# [Exercise 1]
According to the passage on Benjamin DeLuzio's baseball career, which club selected him in the 2013 Major League Baseball draft without signing him?
# [Exercise 2]
Reproduce word for word the stretch of the listing from the line containing "Pick out one point on every instance of the cape" through the line containing "[(347, 44), (409, 57), (328, 79)]".

# [Text excerpt]
--------------------------------------------------

Benjamin Amadeo DeLuzio (born August 9, 1994) is an American professional baseball outfielder in the Chicago Cubs organization. He made his Major League Baseball debut with the St. Louis Cardinals in 2022.

Amateur career
DeLuzio was born in St. Louis, Missouri, but grew up in Orlando, Florida, where he attended The First Academy and played football and baseball. As a senior in 2013, he hit .424 with 21 RBIs. He was selected by the Miami Marlins in the third round of the 2013 Major League Baseball draft, but did not sign and instead enrolled at Florida State University to play college baseball for the Florida State Seminoles.

DeLuzio was a part of Florida State's starting lineup for all three seasons of his collegiate career. In both 2014 and 2015, he played in the Cape Cod Baseball League for the Hyannis Harbor Hawks.

Professional career

Arizona Diamondbacks 
DeLuzio went unselected in the 2016 Major League Baseball draft following his junior season and signed with the Arizona Diamondbacks as a free agent. He spent six years as a member of the Diamondbacks organization, and reached as high as Triple-A with the Reno Aces in 2019 and 2021.

--------------------------------------------------

# [Source records]
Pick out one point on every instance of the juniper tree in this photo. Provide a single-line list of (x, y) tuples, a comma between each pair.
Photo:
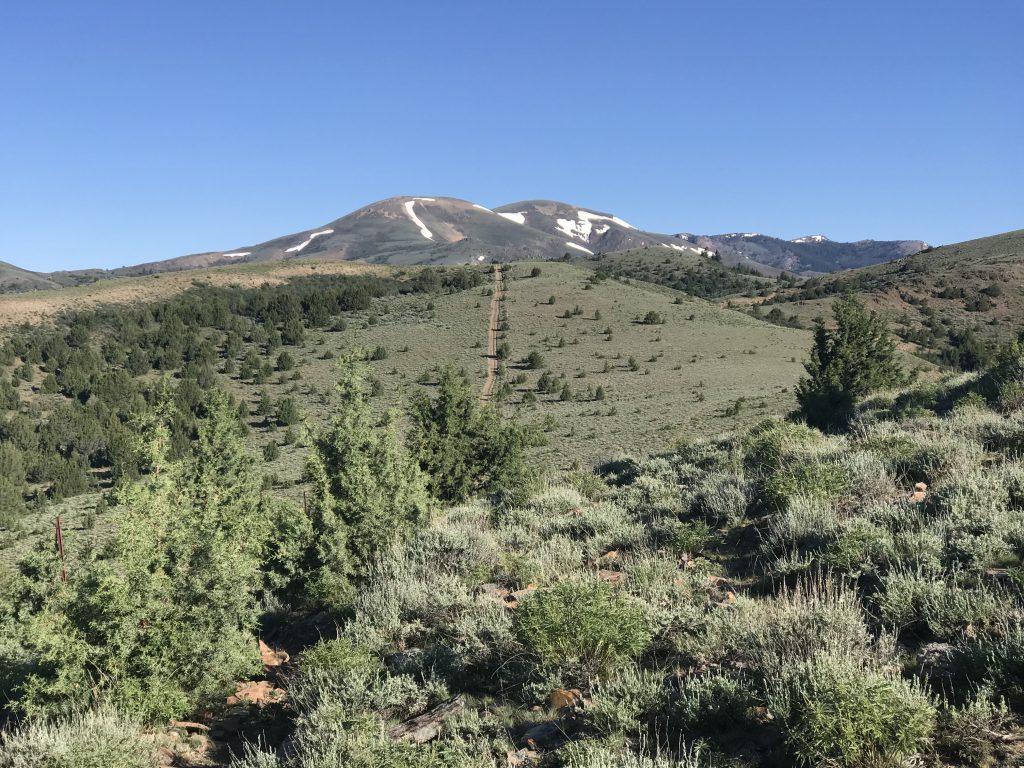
[(465, 449), (163, 619), (368, 493), (848, 361)]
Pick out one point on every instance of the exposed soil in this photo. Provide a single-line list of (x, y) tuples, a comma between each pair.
[(488, 385)]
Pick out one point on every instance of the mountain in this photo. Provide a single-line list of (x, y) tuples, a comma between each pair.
[(807, 255), (934, 298), (14, 279), (428, 230)]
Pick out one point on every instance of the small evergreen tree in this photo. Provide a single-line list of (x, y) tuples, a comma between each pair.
[(848, 361), (368, 493), (463, 448)]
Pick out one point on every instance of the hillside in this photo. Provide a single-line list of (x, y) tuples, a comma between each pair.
[(13, 280), (804, 255), (942, 300), (448, 230)]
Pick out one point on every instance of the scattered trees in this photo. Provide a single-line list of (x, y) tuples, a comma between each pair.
[(855, 357)]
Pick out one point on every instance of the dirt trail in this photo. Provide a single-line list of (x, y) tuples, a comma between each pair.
[(488, 385)]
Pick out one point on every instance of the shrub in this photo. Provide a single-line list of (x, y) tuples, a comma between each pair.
[(91, 739), (582, 627), (849, 713), (847, 363), (707, 704), (534, 360), (622, 702), (920, 601), (819, 480), (689, 538)]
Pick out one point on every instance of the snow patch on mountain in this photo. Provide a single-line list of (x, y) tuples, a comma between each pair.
[(584, 223), (416, 219), (579, 248), (307, 241)]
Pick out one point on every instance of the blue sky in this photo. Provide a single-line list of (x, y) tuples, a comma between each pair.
[(138, 131)]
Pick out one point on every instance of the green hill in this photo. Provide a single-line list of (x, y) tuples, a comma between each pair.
[(937, 300)]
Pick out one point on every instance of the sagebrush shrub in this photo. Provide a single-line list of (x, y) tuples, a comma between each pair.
[(582, 627), (91, 739), (848, 713)]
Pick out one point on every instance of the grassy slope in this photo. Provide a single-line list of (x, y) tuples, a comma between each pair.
[(706, 363), (973, 265), (15, 279)]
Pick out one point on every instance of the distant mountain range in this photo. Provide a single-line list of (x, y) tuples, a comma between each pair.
[(428, 230)]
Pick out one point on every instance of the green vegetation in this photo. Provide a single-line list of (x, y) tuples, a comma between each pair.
[(848, 361), (768, 593)]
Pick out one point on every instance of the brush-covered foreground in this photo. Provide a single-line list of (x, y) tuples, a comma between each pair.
[(771, 598)]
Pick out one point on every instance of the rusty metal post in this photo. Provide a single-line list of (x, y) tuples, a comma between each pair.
[(64, 567)]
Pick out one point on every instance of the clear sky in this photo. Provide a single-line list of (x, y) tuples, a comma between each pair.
[(133, 131)]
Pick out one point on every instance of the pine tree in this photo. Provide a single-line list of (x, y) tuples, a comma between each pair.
[(368, 492), (848, 361), (463, 448), (163, 619)]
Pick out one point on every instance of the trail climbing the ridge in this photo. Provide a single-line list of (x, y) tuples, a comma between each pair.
[(496, 298)]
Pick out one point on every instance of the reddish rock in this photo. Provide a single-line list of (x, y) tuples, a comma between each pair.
[(259, 692), (561, 698)]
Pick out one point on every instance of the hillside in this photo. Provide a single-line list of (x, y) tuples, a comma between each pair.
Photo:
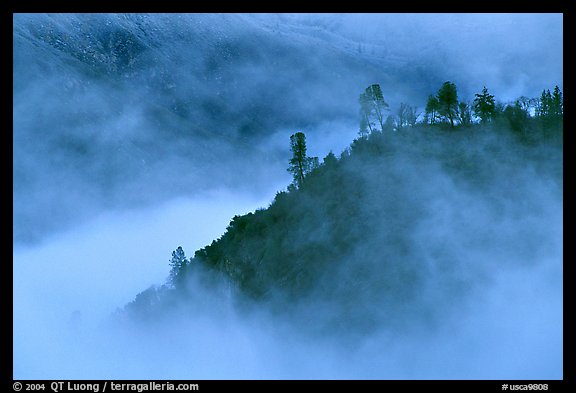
[(402, 228)]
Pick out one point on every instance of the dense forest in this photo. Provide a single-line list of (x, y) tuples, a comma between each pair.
[(404, 222)]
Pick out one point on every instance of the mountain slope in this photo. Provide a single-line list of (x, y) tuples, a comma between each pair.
[(404, 227)]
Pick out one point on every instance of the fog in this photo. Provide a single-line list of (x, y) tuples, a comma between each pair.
[(135, 134)]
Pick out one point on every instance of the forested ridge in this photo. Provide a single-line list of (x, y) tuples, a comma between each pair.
[(418, 202)]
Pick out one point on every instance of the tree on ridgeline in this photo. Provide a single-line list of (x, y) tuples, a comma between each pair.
[(484, 106), (464, 114), (177, 264), (557, 103), (431, 110), (300, 163), (448, 102), (372, 107), (406, 116), (543, 107)]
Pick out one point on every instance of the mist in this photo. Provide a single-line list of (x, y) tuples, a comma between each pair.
[(135, 134)]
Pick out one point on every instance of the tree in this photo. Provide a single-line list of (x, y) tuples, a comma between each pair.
[(300, 163), (557, 103), (464, 114), (544, 105), (517, 116), (448, 101), (372, 107), (484, 106), (431, 111), (406, 116), (177, 263)]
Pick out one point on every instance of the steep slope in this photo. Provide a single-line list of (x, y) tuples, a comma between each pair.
[(402, 229)]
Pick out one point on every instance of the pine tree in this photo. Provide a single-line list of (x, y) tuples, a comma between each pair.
[(431, 110), (448, 101), (177, 264), (484, 106), (372, 107), (557, 103), (300, 163)]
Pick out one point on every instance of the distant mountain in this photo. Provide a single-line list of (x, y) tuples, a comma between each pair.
[(127, 109), (399, 230)]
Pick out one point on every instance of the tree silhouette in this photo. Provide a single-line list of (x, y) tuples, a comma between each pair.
[(372, 107), (448, 101), (431, 110), (484, 106), (300, 163), (177, 263)]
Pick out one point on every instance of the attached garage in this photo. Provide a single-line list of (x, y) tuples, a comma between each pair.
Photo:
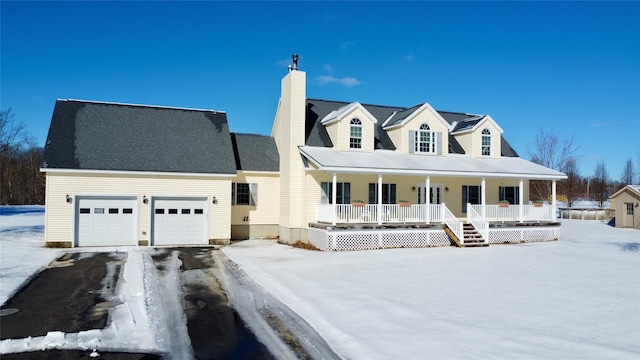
[(106, 221), (179, 221)]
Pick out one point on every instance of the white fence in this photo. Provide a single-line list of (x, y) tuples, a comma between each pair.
[(516, 212), (374, 214)]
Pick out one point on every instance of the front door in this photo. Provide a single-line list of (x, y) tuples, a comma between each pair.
[(435, 194), (627, 219)]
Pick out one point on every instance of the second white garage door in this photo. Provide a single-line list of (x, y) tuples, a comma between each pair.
[(180, 221)]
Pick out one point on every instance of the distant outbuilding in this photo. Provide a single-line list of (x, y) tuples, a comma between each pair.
[(626, 203)]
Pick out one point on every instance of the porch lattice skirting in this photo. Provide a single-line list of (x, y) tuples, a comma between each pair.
[(523, 234), (341, 239)]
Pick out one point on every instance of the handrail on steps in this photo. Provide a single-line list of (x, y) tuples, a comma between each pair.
[(452, 222)]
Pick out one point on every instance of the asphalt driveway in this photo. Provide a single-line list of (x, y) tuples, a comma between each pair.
[(76, 293)]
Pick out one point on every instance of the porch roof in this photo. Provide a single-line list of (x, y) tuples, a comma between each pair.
[(393, 162)]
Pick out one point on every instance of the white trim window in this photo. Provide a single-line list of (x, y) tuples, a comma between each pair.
[(343, 193), (355, 134), (244, 194), (510, 194), (486, 142), (425, 141)]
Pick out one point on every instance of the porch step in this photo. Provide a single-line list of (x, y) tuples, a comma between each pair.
[(471, 236)]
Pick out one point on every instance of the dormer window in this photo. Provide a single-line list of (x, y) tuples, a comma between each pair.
[(355, 134), (425, 140), (486, 142)]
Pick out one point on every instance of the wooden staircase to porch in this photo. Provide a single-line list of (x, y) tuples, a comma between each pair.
[(472, 237)]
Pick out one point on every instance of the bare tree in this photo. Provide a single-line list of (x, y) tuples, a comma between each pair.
[(20, 179), (549, 150), (600, 184), (572, 186), (628, 173)]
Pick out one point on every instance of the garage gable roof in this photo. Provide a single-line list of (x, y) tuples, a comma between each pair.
[(255, 152), (88, 135)]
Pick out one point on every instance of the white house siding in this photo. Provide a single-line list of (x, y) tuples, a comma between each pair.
[(59, 218), (405, 188), (260, 221)]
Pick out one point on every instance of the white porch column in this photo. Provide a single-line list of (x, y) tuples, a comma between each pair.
[(379, 199), (553, 200), (521, 195), (334, 191), (483, 196), (427, 197)]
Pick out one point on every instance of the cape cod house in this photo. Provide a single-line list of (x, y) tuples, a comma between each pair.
[(121, 174)]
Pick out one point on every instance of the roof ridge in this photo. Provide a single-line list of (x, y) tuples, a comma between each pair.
[(363, 104), (143, 105)]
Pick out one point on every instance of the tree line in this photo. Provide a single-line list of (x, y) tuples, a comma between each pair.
[(549, 150), (21, 181)]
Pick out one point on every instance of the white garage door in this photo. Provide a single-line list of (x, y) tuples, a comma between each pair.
[(180, 221), (106, 221)]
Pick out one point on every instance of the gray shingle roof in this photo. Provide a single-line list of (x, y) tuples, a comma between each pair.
[(120, 137), (316, 134), (401, 115), (255, 152)]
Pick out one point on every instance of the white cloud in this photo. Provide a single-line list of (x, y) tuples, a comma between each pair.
[(347, 44), (409, 57), (328, 79)]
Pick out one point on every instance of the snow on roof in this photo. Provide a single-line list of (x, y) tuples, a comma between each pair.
[(393, 162)]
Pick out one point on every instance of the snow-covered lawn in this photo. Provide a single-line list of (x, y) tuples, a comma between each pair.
[(576, 298), (22, 251)]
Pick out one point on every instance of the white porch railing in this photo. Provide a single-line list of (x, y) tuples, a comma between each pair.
[(368, 214), (481, 224), (452, 222), (512, 212)]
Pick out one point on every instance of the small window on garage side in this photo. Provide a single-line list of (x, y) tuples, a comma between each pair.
[(244, 194)]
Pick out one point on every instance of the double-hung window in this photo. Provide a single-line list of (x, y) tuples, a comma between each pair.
[(355, 134), (470, 195), (388, 193), (486, 142), (343, 193), (510, 194), (244, 194), (425, 140)]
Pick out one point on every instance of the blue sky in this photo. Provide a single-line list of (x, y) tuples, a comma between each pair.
[(568, 67)]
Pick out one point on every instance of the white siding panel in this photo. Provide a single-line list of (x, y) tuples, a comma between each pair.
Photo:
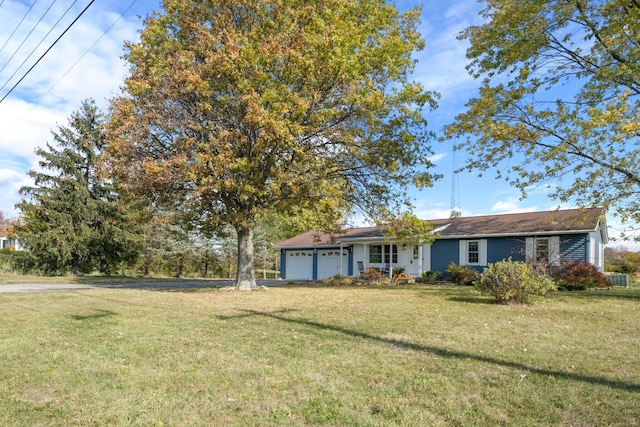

--------------------------------------------------

# [Written reply 1]
The Miami Marlins

# [Written reply 2]
Pick out one point on every instance of the cape cod house in this photo. Provide a single-line list of (x, y) tuples, a comma between each pair.
[(121, 174)]
Pick out one point on every instance of the roof ridge in this photo. Provide a single-line list of (x, y) tuples, a comma between each pair.
[(363, 104), (143, 105)]
Pick out one point on every instance of the tree line in this photo. Provide a single-line list of (x, y) tuples, a comma between each pair.
[(549, 150), (21, 181)]
Pick out one point on every instance of the white garage door in this photo. Provide a single-line list of (x, y) tuples, a comma between each pair.
[(180, 221), (106, 221)]
Pick out one point on every instance of the gray shingle roof in this photo. Provide a single-line list of (x, y) tuples, a comma between each pair.
[(120, 137), (316, 134), (401, 115), (255, 152)]
Pick out one point on every instance of the white cloud in this photo. Provide a single-line list of (x, y) tuples, a comma between each pair.
[(347, 44), (409, 57), (328, 79)]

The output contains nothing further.